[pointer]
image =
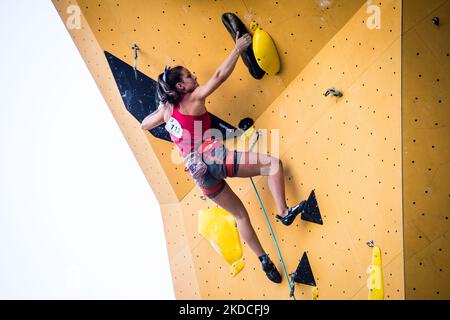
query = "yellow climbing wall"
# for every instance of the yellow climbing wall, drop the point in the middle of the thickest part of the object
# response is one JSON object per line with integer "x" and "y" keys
{"x": 426, "y": 123}
{"x": 349, "y": 149}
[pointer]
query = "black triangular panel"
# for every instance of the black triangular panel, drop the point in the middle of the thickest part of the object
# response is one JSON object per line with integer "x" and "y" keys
{"x": 304, "y": 274}
{"x": 140, "y": 99}
{"x": 311, "y": 212}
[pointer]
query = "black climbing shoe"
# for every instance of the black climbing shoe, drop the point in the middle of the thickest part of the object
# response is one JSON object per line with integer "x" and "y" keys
{"x": 292, "y": 214}
{"x": 270, "y": 269}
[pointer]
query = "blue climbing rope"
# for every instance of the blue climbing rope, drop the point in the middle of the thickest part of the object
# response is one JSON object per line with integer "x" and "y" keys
{"x": 271, "y": 230}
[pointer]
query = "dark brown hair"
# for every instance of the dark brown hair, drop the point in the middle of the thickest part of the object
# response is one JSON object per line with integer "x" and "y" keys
{"x": 166, "y": 90}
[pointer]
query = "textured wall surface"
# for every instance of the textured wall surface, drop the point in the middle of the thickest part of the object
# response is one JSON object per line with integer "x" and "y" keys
{"x": 348, "y": 149}
{"x": 426, "y": 158}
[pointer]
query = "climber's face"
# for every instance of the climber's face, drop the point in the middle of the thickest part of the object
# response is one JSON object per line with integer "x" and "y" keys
{"x": 188, "y": 83}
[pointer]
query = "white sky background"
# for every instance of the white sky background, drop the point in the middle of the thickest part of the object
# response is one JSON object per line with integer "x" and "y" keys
{"x": 77, "y": 217}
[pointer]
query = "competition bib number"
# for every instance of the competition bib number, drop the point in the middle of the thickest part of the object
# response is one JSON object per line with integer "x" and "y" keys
{"x": 174, "y": 127}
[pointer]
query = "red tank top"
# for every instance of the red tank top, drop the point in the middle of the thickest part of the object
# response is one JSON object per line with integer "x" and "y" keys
{"x": 192, "y": 130}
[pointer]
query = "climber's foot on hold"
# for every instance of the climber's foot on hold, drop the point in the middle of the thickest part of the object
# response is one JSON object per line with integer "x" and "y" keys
{"x": 291, "y": 214}
{"x": 270, "y": 269}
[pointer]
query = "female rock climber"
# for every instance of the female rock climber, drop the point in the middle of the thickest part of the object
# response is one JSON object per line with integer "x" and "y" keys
{"x": 183, "y": 108}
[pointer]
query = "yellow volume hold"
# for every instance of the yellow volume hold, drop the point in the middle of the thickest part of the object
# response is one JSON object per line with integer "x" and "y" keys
{"x": 219, "y": 227}
{"x": 375, "y": 281}
{"x": 266, "y": 53}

━━━━━━━━━━━━━━━━━━━━

> AIM: Generate a word-for-word copy of the preceding records, excluding all pictures.

> FULL OUTPUT:
[pointer]
image =
query = "yellow climbing wall"
# for every instance of the yellow climbing wall, drop the point in the middle of the thickest part of the object
# response is one JSON object per line with integer "x" and "y" keys
{"x": 426, "y": 123}
{"x": 349, "y": 149}
[pointer]
query = "black triangular panel"
# for every instance of the black triangular panel, drop the point in the middle of the thickest part of the object
# response is one JSON object per line with integer "x" and "y" keys
{"x": 304, "y": 274}
{"x": 140, "y": 99}
{"x": 311, "y": 212}
[pointer]
query = "black climbing shoe"
# for every instance of the black climbing shoe, drop the point in the middle of the thickest part of the object
# response is one JSON object per line with integer "x" and "y" keys
{"x": 292, "y": 214}
{"x": 270, "y": 269}
[pointer]
query = "blue climbing rope"
# for every instance of the blue climbing rope, drop the point in the middle of the thickest part of the object
# response is one JSON object per line with integer "x" and "y" keys
{"x": 271, "y": 230}
[pointer]
query = "dark brown hair"
# for every instance of the dark brown hair, drop the point in the middle of the thickest part of the object
# response is one JSON object per line with integer "x" and "y" keys
{"x": 166, "y": 90}
[pointer]
query = "textured wall surface"
# for every instance of the textured wall surface, drop the point in the middle of the thickest part of the object
# response is one JSON object per line with integer "x" and "y" keys
{"x": 348, "y": 149}
{"x": 426, "y": 158}
[pointer]
query = "climber's face"
# for every instance of the climber's face, drop the point in the middle of the thickest part of the object
# response is one JSON object per line with integer "x" and "y" keys
{"x": 188, "y": 83}
[pointer]
query = "white sky background"
# for every instance of the white sky background, drop the point in the middle of the thickest part of the object
# response is one JSON object per line with integer "x" and "y" keys
{"x": 77, "y": 217}
[pointer]
query = "competition bib number"
# for every instance of the competition bib number, drop the point in the middle of the thickest part of the object
# response is one JSON object per line with integer "x" and "y" keys
{"x": 174, "y": 127}
[pointer]
query = "red tank top"
# for every instance of the red tank top, drop the point in the middle of the thickest part of the object
# response is one JSON object per line with integer "x" and "y" keys
{"x": 192, "y": 130}
[pointer]
query = "climber's foot on hold"
# for every instance of the climber's foot on hold, drop the point in the middle of the thickest part of the object
# response is one JSON object per line with integer "x" and "y" keys
{"x": 291, "y": 214}
{"x": 270, "y": 269}
[pointer]
query = "female rock climber"
# for every instance of the female rock climber, drop the point in the middle of the thickest part of the object
# response is one JSON object per line with integer "x" and "y" keys
{"x": 183, "y": 108}
[pointer]
query = "yellow volume hold"
# for every instance of the yellow volume hold, drop the point in the middle of the thickest part of the object
# response is one JSON object per line with integer "x" and "y" keys
{"x": 219, "y": 227}
{"x": 375, "y": 281}
{"x": 266, "y": 53}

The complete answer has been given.